Short task 1.
Answer these questions using the forum thread:
(a) With which regiment will GrahamD serve as infantry?
(b) What trade is Tollboothwilli3 going for?
(c) What course number does Superrampie give?

Alright so one more time, a little more clearly; if you are combat arms you will [glow=red,2,300]most likely not be going to Borden[glow=red,2,300] everyone else is apparantely fair game.


----------



## GrahamD (12 Jul 2005)

Island Ryhno said:
			
		

> Alright so one more time, a little more clearly; if you are combat arms you will [glow=red,2,300]most likely not be going to Borden[glow=red,2,300] everyone else is apparently fair game.



Actually, i just did an update interview and pt test this morning, and I asked where I was going for BMQ, and it turns out I am going to Borden from Sept 26th to Dec 9th, a 10 week course.  I'm going to be infantry with the PPCLI.  Another guy who was there is going to be on the same course as me, also for infantry, also PPCLI.


----------



## Island Ryhno (12 Jul 2005)

See the "most likely" part!  ;D


----------



## Tollboothwilli3 (17 Aug 2005)

I'm going to Borden on Sept 26 BMQ and I'm going for AVS TECH.


----------



## Joe Gunner (17 Aug 2005)

I have a buddy on that course, Chad Ball, Artillery from Shilo MB.  Good guy.


----------



## alexpb (17 Aug 2005)

I hope i don't end up having to go to Borden. 

Just because i live so close to Borden as it is and would much rather go away for a few months to another province.

But i was also told that since i live so close to Borden don't expect to be placed there.

So i dunno...


----------



## Superrampie (18 Aug 2005)

Hello Everyone

I just got "The Call" and am heading off to basic on the 10 September with the course starting on 12 September in St Jean. I was selected on the 18 July board for Cbt Engineer. My course number is 0216 and I thought that I would just say Hi to anyone on here that I will be on course with. 

Cheers 

Matt

PS Whatever happened to hurry up and wait. From these dates it seems to be lots of hurry not so much wait.


----------



## Winstone (19 Aug 2005)

Superrampie said:
			
		

> PS Whatever happened to hurry up and wait. From these dates it seems to be lots of hurry not so much wait.

(Extracted data entries)
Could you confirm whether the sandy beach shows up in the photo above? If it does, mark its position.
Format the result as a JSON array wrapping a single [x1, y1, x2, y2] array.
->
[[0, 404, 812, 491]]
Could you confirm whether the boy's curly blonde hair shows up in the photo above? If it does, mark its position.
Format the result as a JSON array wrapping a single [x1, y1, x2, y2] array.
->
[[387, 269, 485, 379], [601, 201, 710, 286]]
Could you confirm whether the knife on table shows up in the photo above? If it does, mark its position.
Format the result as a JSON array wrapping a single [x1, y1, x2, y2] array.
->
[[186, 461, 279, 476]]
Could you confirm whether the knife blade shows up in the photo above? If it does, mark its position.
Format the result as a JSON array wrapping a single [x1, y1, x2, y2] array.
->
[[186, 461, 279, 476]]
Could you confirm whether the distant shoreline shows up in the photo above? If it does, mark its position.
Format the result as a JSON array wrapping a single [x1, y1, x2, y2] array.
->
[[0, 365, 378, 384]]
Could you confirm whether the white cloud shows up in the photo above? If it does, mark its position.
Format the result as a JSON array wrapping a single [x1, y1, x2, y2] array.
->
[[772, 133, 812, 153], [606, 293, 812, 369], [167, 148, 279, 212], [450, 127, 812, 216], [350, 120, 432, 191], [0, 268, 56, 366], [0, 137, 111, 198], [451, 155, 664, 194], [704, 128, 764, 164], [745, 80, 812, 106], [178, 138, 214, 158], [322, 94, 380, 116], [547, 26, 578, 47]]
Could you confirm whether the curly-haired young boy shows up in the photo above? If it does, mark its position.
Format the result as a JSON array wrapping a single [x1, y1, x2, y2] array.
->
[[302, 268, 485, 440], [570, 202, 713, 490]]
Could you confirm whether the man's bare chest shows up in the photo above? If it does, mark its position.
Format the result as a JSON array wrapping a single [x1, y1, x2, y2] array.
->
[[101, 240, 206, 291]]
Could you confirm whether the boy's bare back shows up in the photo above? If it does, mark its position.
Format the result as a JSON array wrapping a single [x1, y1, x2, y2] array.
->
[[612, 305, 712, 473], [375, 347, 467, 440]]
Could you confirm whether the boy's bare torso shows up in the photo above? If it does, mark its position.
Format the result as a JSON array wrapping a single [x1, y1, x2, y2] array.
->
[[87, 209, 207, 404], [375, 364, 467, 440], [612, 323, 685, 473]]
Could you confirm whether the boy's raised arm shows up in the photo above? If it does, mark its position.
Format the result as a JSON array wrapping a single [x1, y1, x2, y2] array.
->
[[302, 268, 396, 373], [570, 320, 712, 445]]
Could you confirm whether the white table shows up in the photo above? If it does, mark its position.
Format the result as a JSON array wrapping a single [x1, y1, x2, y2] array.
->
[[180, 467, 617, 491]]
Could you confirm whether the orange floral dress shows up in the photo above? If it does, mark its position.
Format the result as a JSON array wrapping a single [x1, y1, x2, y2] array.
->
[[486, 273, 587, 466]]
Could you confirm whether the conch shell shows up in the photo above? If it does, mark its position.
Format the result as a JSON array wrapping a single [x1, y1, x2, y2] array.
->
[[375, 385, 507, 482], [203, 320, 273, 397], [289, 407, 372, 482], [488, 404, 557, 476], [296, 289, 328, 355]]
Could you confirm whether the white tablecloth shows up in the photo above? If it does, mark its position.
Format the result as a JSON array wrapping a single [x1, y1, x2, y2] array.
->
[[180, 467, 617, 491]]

Short task 2. In the records, update the part that opens with the line containing "Could you confirm whether the man's" and closes with the line containing "323, 685, 473]]". Change "bare" to "exposed" and leave everything else unchanged, then return only those lines.

Reply 1.
(a) The PPCLI.
(b) AVS TECH.
(c) 0216.

Reply 2.
Could you confirm whether the man's exposed chest shows up in the photo above? If it does, mark its position.
Format the result as a JSON array wrapping a single [x1, y1, x2, y2] array.
->
[[101, 240, 206, 291]]
Could you confirm whether the boy's exposed back shows up in the photo above? If it does, mark its position.
Format the result as a JSON array wrapping a single [x1, y1, x2, y2] array.
->
[[612, 305, 712, 473], [375, 347, 467, 440]]
Could you confirm whether the boy's exposed torso shows up in the photo above? If it does, mark its position.
Format the result as a JSON array wrapping a single [x1, y1, x2, y2] array.
->
[[87, 209, 207, 404], [375, 364, 467, 440], [612, 323, 685, 473]]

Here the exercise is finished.